WHAT YOU WILL DO:
Below are some entries; reproduce them exactly and leave every picture out.

Dataset records:
══════════

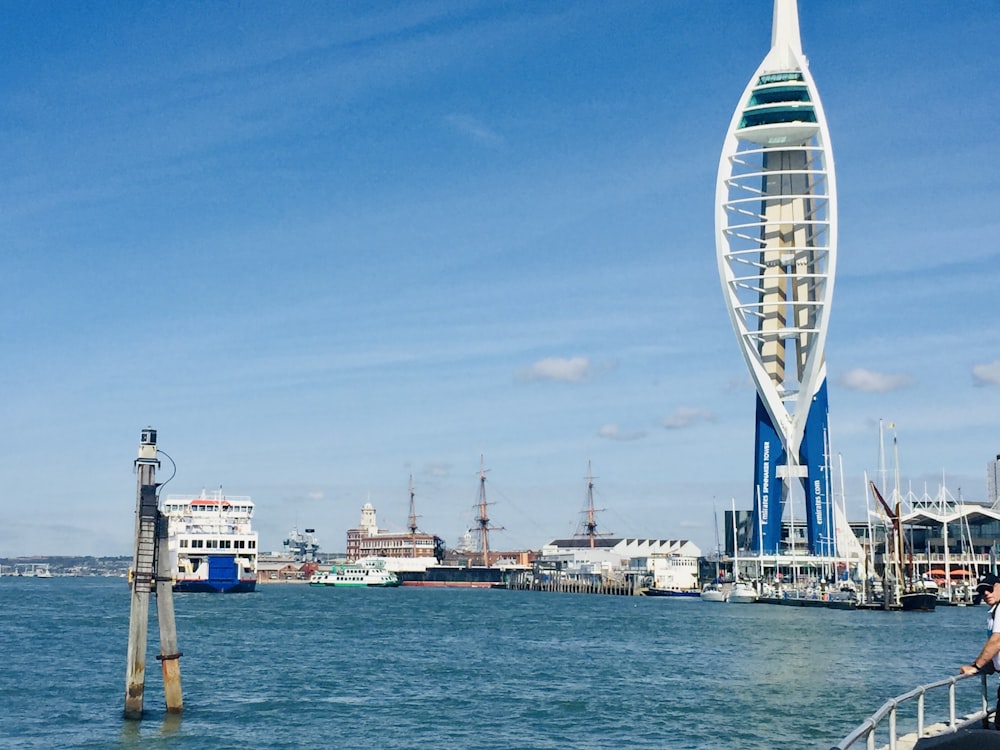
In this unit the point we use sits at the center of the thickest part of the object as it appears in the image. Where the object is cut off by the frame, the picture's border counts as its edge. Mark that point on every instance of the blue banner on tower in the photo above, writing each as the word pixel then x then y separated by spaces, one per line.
pixel 820 529
pixel 768 455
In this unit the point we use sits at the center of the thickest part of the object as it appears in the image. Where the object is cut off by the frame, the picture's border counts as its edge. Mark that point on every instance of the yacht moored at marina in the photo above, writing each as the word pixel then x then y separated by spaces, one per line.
pixel 713 592
pixel 742 593
pixel 213 547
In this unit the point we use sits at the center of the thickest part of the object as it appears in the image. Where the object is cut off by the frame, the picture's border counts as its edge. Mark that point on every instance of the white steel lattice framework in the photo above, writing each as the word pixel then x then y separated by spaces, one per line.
pixel 776 239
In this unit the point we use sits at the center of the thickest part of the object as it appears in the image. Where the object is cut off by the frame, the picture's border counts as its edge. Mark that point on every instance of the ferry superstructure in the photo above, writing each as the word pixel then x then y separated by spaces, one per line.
pixel 212 544
pixel 776 242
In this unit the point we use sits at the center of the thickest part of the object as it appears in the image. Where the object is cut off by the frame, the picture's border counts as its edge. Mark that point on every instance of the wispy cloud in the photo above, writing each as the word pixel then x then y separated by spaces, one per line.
pixel 860 379
pixel 436 470
pixel 612 431
pixel 987 374
pixel 475 130
pixel 562 369
pixel 686 416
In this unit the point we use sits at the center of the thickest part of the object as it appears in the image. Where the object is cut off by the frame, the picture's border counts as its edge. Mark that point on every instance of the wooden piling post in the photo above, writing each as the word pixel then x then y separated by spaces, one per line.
pixel 150 566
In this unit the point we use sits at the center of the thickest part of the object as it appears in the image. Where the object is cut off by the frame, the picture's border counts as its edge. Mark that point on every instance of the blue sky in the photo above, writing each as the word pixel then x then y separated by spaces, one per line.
pixel 321 247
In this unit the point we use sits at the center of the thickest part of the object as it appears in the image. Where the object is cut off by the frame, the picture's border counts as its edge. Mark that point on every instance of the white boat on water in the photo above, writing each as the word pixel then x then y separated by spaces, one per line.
pixel 713 593
pixel 213 547
pixel 742 593
pixel 360 574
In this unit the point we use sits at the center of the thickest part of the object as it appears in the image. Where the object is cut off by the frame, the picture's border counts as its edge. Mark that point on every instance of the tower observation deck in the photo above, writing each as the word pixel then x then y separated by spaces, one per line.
pixel 776 240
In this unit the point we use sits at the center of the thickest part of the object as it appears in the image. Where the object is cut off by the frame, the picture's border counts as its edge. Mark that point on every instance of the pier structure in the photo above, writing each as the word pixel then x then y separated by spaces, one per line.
pixel 776 241
pixel 151 573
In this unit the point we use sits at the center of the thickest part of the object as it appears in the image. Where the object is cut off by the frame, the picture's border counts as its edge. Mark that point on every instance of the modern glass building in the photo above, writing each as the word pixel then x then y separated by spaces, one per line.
pixel 776 241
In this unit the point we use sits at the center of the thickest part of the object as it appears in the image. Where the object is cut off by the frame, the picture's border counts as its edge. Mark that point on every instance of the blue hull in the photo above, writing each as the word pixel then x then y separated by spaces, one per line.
pixel 215 587
pixel 674 593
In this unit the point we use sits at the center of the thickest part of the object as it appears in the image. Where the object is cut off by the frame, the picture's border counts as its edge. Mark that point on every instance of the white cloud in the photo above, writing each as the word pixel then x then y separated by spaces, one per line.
pixel 614 432
pixel 860 379
pixel 566 370
pixel 437 470
pixel 988 374
pixel 686 416
pixel 475 130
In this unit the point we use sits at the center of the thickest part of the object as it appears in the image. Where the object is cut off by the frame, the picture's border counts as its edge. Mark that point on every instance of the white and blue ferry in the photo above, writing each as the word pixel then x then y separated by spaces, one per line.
pixel 213 547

══════════

TASK ANSWER:
In this unit the point we use sits at the center of the thickest part of the object as it appears in the image. Where the object is cut off by the frame, the picture's border counts as its edge. Mark that point on every instance of the blue banner on tower in the photo above, writing each as the word pixel then x then y separated by spaces, one per line.
pixel 820 529
pixel 768 455
In this unit the point we use sits at the center of the thickest part of the object as it appears in the image. Where the object is cut off by the frame, the picture's border counts as its edge. Mark that point on every instance of the yacht moored at marina in the photo above, writing each as the word pixel then x then y separated by spaces, one per line.
pixel 713 592
pixel 742 593
pixel 213 547
In this unit the point we use sits at the center of the thickest part of the object as it appears in the image. Where the object is cut off by the frame, the picture's border counts as its edge. Mark that point on every instance of the white steel lattice framework in the photo above, writing each as the word pixel then x then y separated by spaces, one per line.
pixel 776 239
In this unit the point we use sits at the center of the thickest part of the object as it appears in the image. Where the object is cut off by the frame, the picture's border counts as its edge. Mark that point on every instance of the ferry superstructure in the photo above, writing each as the word pixel then x then y separated by spaces, one per line.
pixel 212 544
pixel 776 242
In this unit the point we use sits at the center of the thickest part of the object as it appears in the image. Where the object is cut off by the frame, the picture's border counts as its edge. Mark that point on every instance of the wispy cloud in the photo above, writing each as the word pixel then x then y separated by spaces, one per line.
pixel 860 379
pixel 436 470
pixel 612 431
pixel 987 374
pixel 475 130
pixel 562 369
pixel 686 416
In this unit the point we use sits at the center of the thickest part of the object as it appears in the image. Where the object is cut off by the frame, the picture's border counts as its edge. Mark that point on every instance of the wooden piling post in the photo above, writing each as the word pixel then x then y separated by spaces, one per line.
pixel 150 566
In this unit the point we use sits at the center of the thickest part of the object as it appears in the image. Where the object is cut off by the frame, the picture's border counts as its edge. Mark that point on every instance of the blue sky in the photo above, writing each as the word pixel then x then y separated by spaces, one per line.
pixel 321 247
In this unit the point we use sits at the center of the thickest part of the object as it appears in the image. Where the object is cut off by the frame, the picture's border counts as its edge. Mark that point on every instance of the white boat on water in the photo above, writing each as the word pixel then x then y separated by spaces, one per line.
pixel 713 593
pixel 213 547
pixel 742 593
pixel 360 574
In this unit the point we use sits at the center of the thickest part of the object as it appears in the image. Where the object is cut off by the frame, the picture's border counts as its edge. Mark that point on every instance of the tower observation deck in the photo above, writing each as the word pixel then x then y separated by spaces, one per line.
pixel 776 240
In this unit the point we use sits at the center of the thickest part of the object as it appears in the image. Where the object is cut off by the frame, the picture's border counts as its edge. Mark that point on every instance of the pier structure in the photo above, writing each as the word pixel then x then y separated by spaces, one per line.
pixel 776 241
pixel 151 573
In this unit the point we use sits at the center of the thickest part of the object as it appears in the image. Where the object is cut off by the frame, the picture's border counts as its edge. Mark that point on every instance of the modern glass building in the photo above, writing each as the word pixel then x then y separated by spaces, one per line.
pixel 776 241
In this unit the point we use sits at the center of the thickest part of the object as it appears in the image. Where the object is cut off by the frame, the picture's border counts as its edge. Mark that point on every instance of the blue hull in the photo above, writing each as the word pixel then x then y separated by spaces, one per line.
pixel 215 587
pixel 674 593
In this unit the point we use sits at the center of the thickest part of the object as it appears in the image. Where the object is cut off by the frame, the picture's border counts as its edge. Mark that point on every instance of the white cloud in the photo above, writing each as the word pixel then x then y separated by spaces, one per line.
pixel 614 432
pixel 860 379
pixel 566 370
pixel 437 470
pixel 988 374
pixel 686 416
pixel 475 130
In this unit the point we use sits at the center of the thickest part of the object as it appears in the image. Where the object is cut off by the frame, the picture's border counts as its edge. Mark that point on every instance of the white and blue ferry in the photo above, writing each as the word pixel then x then y separated by spaces, one per line.
pixel 213 547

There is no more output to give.